[Begin EXCERPTED DATA]

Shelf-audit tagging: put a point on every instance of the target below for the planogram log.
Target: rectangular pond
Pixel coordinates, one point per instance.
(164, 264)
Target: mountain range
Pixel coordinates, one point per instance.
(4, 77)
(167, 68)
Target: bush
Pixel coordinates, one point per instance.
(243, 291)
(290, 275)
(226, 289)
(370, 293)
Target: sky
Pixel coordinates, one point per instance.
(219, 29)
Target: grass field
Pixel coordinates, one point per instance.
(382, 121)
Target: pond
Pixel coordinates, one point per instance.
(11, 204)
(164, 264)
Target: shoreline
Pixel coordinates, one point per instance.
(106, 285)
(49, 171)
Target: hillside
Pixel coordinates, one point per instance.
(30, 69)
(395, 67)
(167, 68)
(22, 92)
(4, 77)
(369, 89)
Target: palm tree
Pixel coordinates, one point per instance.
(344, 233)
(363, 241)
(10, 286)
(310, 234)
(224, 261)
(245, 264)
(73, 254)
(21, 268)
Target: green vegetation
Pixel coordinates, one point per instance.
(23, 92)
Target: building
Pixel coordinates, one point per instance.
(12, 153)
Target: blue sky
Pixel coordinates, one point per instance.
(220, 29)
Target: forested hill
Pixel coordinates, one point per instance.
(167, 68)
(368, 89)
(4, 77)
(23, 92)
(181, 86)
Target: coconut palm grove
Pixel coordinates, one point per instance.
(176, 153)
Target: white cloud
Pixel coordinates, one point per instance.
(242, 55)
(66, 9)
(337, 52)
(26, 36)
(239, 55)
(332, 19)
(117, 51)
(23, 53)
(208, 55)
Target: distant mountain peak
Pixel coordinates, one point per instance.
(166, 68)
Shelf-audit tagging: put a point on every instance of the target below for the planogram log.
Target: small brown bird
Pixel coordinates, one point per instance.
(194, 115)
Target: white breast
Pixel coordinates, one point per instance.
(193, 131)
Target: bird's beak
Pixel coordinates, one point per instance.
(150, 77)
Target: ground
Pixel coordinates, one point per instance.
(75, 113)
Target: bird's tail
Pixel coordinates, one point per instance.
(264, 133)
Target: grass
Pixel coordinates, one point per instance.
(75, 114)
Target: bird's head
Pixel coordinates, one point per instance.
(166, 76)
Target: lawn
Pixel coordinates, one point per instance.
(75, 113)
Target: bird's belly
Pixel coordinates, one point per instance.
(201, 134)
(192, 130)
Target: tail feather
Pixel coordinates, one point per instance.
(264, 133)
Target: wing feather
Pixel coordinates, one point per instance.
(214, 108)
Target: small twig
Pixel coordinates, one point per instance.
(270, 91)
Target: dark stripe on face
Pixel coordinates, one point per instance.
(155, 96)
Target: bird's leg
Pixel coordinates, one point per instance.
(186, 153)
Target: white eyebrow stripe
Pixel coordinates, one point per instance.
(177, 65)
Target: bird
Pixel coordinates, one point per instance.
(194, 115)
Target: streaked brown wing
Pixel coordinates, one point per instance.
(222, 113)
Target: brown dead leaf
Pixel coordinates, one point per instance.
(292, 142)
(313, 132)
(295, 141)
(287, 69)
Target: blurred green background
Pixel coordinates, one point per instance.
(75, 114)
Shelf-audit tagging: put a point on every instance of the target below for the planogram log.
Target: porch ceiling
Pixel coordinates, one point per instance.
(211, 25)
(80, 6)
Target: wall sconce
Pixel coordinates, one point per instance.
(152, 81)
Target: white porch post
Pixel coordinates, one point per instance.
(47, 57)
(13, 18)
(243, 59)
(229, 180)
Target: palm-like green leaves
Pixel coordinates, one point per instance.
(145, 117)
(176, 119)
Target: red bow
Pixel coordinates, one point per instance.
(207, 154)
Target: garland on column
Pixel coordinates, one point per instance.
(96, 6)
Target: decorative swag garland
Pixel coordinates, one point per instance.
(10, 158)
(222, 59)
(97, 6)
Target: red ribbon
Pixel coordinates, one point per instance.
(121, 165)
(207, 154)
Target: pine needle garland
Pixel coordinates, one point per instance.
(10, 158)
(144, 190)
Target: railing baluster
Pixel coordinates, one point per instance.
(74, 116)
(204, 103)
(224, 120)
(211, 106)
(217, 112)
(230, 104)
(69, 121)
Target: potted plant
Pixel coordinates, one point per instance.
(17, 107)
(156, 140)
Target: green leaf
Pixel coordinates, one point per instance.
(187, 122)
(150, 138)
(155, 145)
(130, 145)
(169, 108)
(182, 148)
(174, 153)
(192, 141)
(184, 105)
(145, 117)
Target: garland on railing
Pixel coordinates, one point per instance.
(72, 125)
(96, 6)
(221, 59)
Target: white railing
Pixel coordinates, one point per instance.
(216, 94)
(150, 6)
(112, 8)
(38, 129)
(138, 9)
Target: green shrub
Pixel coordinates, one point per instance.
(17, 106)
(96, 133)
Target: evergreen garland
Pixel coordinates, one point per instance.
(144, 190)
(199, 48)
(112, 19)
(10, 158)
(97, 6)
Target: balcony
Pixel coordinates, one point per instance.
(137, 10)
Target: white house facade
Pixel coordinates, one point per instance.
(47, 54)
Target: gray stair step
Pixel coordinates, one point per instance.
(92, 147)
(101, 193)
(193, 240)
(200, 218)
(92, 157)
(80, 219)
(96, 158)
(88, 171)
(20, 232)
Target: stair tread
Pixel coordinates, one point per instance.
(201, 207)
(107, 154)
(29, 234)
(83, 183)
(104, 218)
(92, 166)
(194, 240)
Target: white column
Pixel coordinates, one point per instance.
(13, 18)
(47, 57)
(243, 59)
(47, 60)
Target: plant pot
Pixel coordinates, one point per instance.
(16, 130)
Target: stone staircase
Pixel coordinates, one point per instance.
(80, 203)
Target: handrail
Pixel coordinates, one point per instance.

[End EXCERPTED DATA]

[WHAT NEEDS TO BE DONE] Restate the data above word for word.

[ANSWER FOR THIS EXERCISE]
Shelf-audit tagging: put a point on every instance of the target below for the planogram log.
Target: rectangular pond
Pixel coordinates, one point per instance.
(164, 264)
Target: mountain range
Pixel coordinates, one point per instance.
(4, 77)
(167, 68)
Target: bush
Pixel coordinates, one point per instance.
(243, 291)
(290, 275)
(226, 289)
(370, 293)
Target: sky
Pixel coordinates, one point per instance.
(219, 29)
Target: grass field
Pixel coordinates, one point per instance.
(382, 121)
Target: pond
Pixel coordinates, one point per instance.
(11, 204)
(164, 264)
Target: shoreline
Pixel coordinates, one point per instance.
(106, 285)
(49, 171)
Target: hillside
Pixel coordinates, one point per instance.
(30, 69)
(395, 67)
(167, 68)
(22, 92)
(4, 77)
(369, 89)
Target: palm tree
Pixel coordinates, one point per instance.
(344, 233)
(363, 241)
(10, 286)
(310, 234)
(224, 261)
(245, 264)
(73, 254)
(21, 268)
Target: green vegetation
Pixel coordinates, one point per instance.
(23, 92)
Target: building
Pixel coordinates, one point per instance.
(12, 153)
Target: blue sky
Pixel coordinates, one point per instance.
(220, 29)
Target: forested hill
Pixel coordinates, one point per instance.
(167, 68)
(368, 89)
(4, 77)
(23, 92)
(181, 86)
Target: coconut palm grove
Pixel coordinates, one point per instance.
(176, 153)
Target: white cloud
Pixel coordinates, one point per instance.
(242, 55)
(66, 9)
(337, 52)
(26, 36)
(239, 55)
(332, 19)
(117, 51)
(23, 53)
(208, 55)
Target: distant mountain peak
Pixel coordinates, one point per instance.
(166, 68)
Shelf-audit tagging: put a point on every instance of the target below for the planogram log.
Target: small brown bird
Pixel coordinates, one point per instance.
(194, 115)
Target: white breast
Pixel coordinates, one point per instance.
(193, 131)
Target: bird's beak
Pixel coordinates, one point per instance.
(150, 77)
Target: ground
Pixel coordinates, one point per instance.
(75, 113)
Target: bird's tail
Pixel coordinates, one point per instance.
(264, 133)
Target: grass
Pixel coordinates, one point per instance.
(75, 114)
Target: bird's head
Pixel coordinates, one point per instance.
(166, 76)
Target: lawn
Pixel coordinates, one point per instance.
(75, 113)
Target: bird's belly
Pixel coordinates, one point per instance.
(201, 134)
(192, 130)
Target: tail feather
Pixel coordinates, one point per instance.
(264, 133)
Target: wing feather
Pixel coordinates, one point per instance.
(214, 108)
Target: small twig
Pixel coordinates, one point per instance.
(270, 91)
Target: dark stripe on face
Pixel coordinates, one point per instance.
(155, 96)
Target: bird's leg
Pixel coordinates, one point per instance.
(186, 153)
Target: white eyebrow stripe
Pixel coordinates, one point per instance.
(177, 65)
Target: bird
Pixel coordinates, one point per instance.
(194, 115)
Target: streaked brown wing
Pixel coordinates, one point per instance.
(222, 113)
Target: brown dead leaf
Pixel coordinates, one point per instance.
(292, 142)
(313, 132)
(295, 141)
(287, 69)
Target: blurred green background
Pixel coordinates, one point per instance.
(75, 114)
Shelf-audit tagging: put a point on every instance of the target below for the planogram log.
Target: porch ceiling
Pixel coordinates, one point per instance.
(211, 25)
(80, 6)
Target: wall sconce
Pixel coordinates, one point per instance.
(152, 81)
Target: white porch post
Pixel coordinates, one point per instance.
(47, 57)
(13, 18)
(243, 59)
(229, 180)
Target: palm-like green leaves
Pixel coordinates, one point per instance.
(145, 117)
(176, 119)
Target: red bow
Pixel coordinates, one point per instance.
(207, 154)
Target: garland on column
Pixel coordinates, one point per instance.
(96, 6)
Target: decorative swag garland
Pixel coordinates, one point per instance.
(10, 158)
(222, 59)
(97, 6)
Target: red ribbon
Pixel coordinates, one point per instance.
(121, 165)
(207, 154)
Target: pine needle garland
Pixel coordinates, one point per instance.
(10, 158)
(144, 190)
Target: railing baluster
Pixel coordinates, one point per instance.
(74, 116)
(204, 103)
(224, 120)
(211, 106)
(217, 112)
(230, 104)
(69, 121)
Target: potted plant
Pixel coordinates, one point per instance.
(17, 107)
(156, 140)
Target: green leaf
Pixel coordinates, one point per instance.
(187, 122)
(150, 138)
(155, 145)
(130, 145)
(169, 108)
(182, 148)
(174, 153)
(192, 141)
(184, 105)
(145, 117)
Target: garland on railing
Pixel coordinates, one point per instance.
(72, 125)
(96, 6)
(221, 59)
Target: white railing
Pixel coordinates, one point per instance.
(216, 94)
(150, 6)
(112, 8)
(38, 129)
(138, 9)
Target: green shrub
Pixel coordinates, one point per instance.
(17, 106)
(96, 133)
Target: evergreen garland
Pixel coordinates, one point per instance.
(144, 190)
(199, 48)
(112, 19)
(10, 158)
(97, 6)
Target: balcony
Pixel coordinates, one point per instance.
(137, 10)
Target: white house facade
Pixel coordinates, one point per instance.
(47, 54)
Target: gray stair step
Pixel coordinates, one point per instance.
(92, 147)
(101, 193)
(193, 240)
(200, 218)
(92, 157)
(80, 219)
(96, 158)
(88, 171)
(20, 232)
Target: stair tread
Pixel coordinates, one point per instance.
(201, 207)
(107, 154)
(29, 234)
(83, 183)
(104, 218)
(92, 166)
(194, 240)
Target: white column
Pixel coordinates, one point per instance.
(13, 18)
(47, 57)
(243, 59)
(47, 60)
Target: plant pot
Pixel coordinates, one point per instance.
(16, 130)
Target: stone staircase
Pixel coordinates, one point per instance.
(80, 203)
Target: handrail
Pixel coordinates, one point per instance.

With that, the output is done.